PROVIDED ENTRIES:
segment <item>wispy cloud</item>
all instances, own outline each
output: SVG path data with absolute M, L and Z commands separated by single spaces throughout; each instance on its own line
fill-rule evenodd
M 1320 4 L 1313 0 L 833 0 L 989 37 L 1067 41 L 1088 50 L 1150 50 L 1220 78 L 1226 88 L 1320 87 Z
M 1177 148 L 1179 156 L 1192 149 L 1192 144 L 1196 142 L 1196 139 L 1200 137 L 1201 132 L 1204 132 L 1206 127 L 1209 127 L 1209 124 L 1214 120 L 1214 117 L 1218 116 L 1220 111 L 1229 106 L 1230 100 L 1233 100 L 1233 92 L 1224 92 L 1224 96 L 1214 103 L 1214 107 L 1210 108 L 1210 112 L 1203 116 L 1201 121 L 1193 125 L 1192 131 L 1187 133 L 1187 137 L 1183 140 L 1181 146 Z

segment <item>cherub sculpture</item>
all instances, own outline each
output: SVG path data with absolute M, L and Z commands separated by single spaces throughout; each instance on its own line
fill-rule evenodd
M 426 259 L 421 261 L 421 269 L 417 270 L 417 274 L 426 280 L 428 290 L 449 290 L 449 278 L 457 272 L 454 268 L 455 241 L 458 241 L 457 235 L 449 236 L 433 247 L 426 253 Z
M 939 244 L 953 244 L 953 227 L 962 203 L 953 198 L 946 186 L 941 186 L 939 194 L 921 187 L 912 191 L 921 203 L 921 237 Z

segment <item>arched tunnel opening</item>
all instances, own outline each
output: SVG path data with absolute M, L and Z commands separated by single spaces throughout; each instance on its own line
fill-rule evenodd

WORK TO BE COMPLETED:
Put every line of the items above into a single numbered list, dropping the blank lines.

COMPLETE OUTPUT:
1. segment <item>wispy cloud</item>
2. all instances, own outline each
3. output: SVG path data with absolute M, L and Z commands separated by single spaces throughout; each instance on its own line
4. fill-rule evenodd
5. M 1320 4 L 1313 0 L 833 0 L 989 37 L 1067 41 L 1088 50 L 1150 50 L 1220 78 L 1226 88 L 1320 87 Z
6. M 1177 148 L 1179 156 L 1192 149 L 1192 144 L 1196 142 L 1196 139 L 1200 137 L 1201 132 L 1204 132 L 1206 127 L 1209 127 L 1209 124 L 1214 120 L 1214 117 L 1218 116 L 1220 111 L 1229 106 L 1230 100 L 1233 100 L 1233 92 L 1224 92 L 1224 96 L 1214 103 L 1214 107 L 1210 108 L 1210 112 L 1203 116 L 1201 121 L 1193 125 L 1192 131 L 1187 133 L 1187 137 L 1183 140 L 1181 146 Z
7. segment <item>cherub sculpture</item>
8. all instances, own outline each
9. output: SVG path data with absolute M, L and Z commands separated by single spaces throughout; each instance on its own line
10. fill-rule evenodd
11. M 426 259 L 421 261 L 421 269 L 417 270 L 417 274 L 426 280 L 428 290 L 449 290 L 449 278 L 457 272 L 454 268 L 455 241 L 458 241 L 457 235 L 449 236 L 433 247 L 426 253 Z
12. M 939 244 L 953 244 L 953 227 L 962 203 L 953 198 L 946 186 L 941 186 L 939 194 L 921 187 L 912 191 L 921 203 L 921 237 Z
13. segment <item>arched tunnel opening</item>
14. all instances, own outline each
15. output: SVG path data with absolute M, L and Z commands separated by single spaces throughout; each instance on its own line
16. fill-rule evenodd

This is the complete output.